> _Stated goal_: Translate this sentence from the OpenMLDB WINDOW UNION text into Spanish: "The following SQL and diagram extract the necessary columns from t2 to generate t22."

# start of Text extract

For more syntax and features, please refer to OpenMLDB WINDOW UNION Reference Manual.
The following describes the splicing window definition operation of WINDOW UNION through specific examples. For the user transaction table t1 mentioned above, we need to define the splicing window on the sub table of merchant flow table t2, which is based on mid
. Because the schemas of t1 and t2 are different, we first extract the same columns from t1 and t2 respectively. For non-existent columns, you can configure default values. Among them, mid
column is used for the splicing of two tables, so it is necessary. Secondly, the timestamp column(trans_time
in t1 and purchase_time
in t2)contains timing information, which is also necessary when defining the time window; The remaining columns are filtered and retained as required by the aggregation function.
The following SQL and schematic diagrams extract the necessary columns from t1 to generate t11.
(select id, mid, trans_time as purchase_time, 0.0 as purchase_amt, "" as purchase_type from t1) as t11
The following SQL and diagram extract the necessary columns from t2 to generate t22.
(select 0L as id, mid, purchase_time, purchase_amt, purchase_type from t2) as t22
It can be seen that the tables t11 and t22 generated after extraction have the same schema, and they can perform logical union operation. However, in OpenMLDB, the WINDOW UNION is not really for the UNION operation in the traditional database, but to build the time window on the sub table t22 for each sample row in t11. According to the merchant ID mid
,we obtain the corresponding splicing data from t22 for each row of data in t11, and then sort it according to the consumption time (purchase_time
) to construct the sub table splicing window. For example, we define a w_t2_10d
window: It does not include the data rows of the main table except the current row, plus the data within ten days spliced by the sub table through mid
. The schematic diagram is as follows. It can be seen that the yellow and blue shaded parts define the sub table splicing windows of sample 6 and sample 9 respectively.
The SQL script of the window definition process is as follows (Note that this is not a complete SQL):
(SELECT id, mid, trans_time as purchase_time, 0.0 as purchase_amt, "" as purchage_type FROM t1) as t11
window w_t2_10d as (
UNION (SELECT 0L as id, mid, purchase_time, purchase_amt, purchase_type FROM t2) as t22
PARTITION BY mid ORDER BY purchase_time
ROWS_RANGE BETWEEN 10d PRECEDING AND 1 PRECEDING INSTANCE_NOT_IN_WINDOW)
3.2 Step 2: Build Multi-Row Aggregation Feature of Sub Table#
For the sub table splicing window, the multi-row aggregation function is processed to construct the multi-row sub table aggregation feature, so that the number of rows finally generated is the same as that of the main table. Taking the simple aggregation function as an example, we can construct the sub table splicing feature of the sample: The total retail sales of merchants in the last 10 days w10d_merchant_purchase_amt_sum
and the total consumption times of the merchant in the last 10 days w10d_merchant_purchase_count
. The following SQL constructs the multi-row aggregation feature based on the sub table splicing window defined in 3.1 above.

# end of Text extract
# start of Items

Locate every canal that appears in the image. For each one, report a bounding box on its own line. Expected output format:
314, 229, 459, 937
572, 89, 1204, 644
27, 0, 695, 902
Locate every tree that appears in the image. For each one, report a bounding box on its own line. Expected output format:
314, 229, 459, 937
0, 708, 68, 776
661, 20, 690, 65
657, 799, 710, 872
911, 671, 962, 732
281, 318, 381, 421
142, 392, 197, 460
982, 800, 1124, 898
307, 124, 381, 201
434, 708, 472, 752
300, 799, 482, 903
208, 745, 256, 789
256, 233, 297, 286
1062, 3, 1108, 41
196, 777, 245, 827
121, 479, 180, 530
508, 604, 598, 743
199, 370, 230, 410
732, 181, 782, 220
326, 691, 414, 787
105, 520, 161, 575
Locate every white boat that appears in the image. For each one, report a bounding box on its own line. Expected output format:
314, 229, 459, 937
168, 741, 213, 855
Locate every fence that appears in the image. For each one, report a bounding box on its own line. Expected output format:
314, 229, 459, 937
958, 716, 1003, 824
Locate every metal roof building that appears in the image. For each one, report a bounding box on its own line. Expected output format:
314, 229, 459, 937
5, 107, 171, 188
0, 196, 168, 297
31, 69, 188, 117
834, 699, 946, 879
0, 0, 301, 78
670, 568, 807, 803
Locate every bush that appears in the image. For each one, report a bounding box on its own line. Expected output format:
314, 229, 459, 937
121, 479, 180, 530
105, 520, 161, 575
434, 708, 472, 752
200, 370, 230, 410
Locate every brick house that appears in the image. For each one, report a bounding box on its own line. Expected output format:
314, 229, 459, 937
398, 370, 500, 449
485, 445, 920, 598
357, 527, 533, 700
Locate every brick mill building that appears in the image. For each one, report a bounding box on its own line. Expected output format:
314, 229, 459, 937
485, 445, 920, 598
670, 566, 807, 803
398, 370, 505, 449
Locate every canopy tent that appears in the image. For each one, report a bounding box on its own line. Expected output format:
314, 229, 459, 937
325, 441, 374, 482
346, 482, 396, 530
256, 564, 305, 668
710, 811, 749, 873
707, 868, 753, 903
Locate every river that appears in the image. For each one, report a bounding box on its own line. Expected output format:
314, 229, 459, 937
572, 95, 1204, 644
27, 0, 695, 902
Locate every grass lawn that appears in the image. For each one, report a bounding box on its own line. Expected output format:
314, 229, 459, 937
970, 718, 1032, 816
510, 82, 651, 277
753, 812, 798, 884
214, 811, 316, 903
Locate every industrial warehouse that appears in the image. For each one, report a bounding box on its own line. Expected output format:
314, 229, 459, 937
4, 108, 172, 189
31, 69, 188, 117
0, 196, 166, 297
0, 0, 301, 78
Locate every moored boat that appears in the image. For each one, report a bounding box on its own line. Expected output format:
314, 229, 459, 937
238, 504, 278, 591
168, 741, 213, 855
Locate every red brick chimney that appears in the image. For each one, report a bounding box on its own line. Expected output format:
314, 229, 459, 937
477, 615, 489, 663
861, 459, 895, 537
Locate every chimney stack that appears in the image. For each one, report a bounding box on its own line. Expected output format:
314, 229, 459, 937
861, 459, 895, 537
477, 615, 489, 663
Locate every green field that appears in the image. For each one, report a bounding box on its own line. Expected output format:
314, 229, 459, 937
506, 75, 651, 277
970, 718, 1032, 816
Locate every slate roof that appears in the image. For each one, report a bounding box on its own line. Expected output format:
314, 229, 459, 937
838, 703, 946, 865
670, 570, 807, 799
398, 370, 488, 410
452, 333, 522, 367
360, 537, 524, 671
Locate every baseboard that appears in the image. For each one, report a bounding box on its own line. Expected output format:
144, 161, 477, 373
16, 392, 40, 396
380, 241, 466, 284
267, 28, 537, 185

# end of Items

> _Task answer_: El siguiente código SQL y el diagrama extraen las columnas necesarias de t2 para generar t22.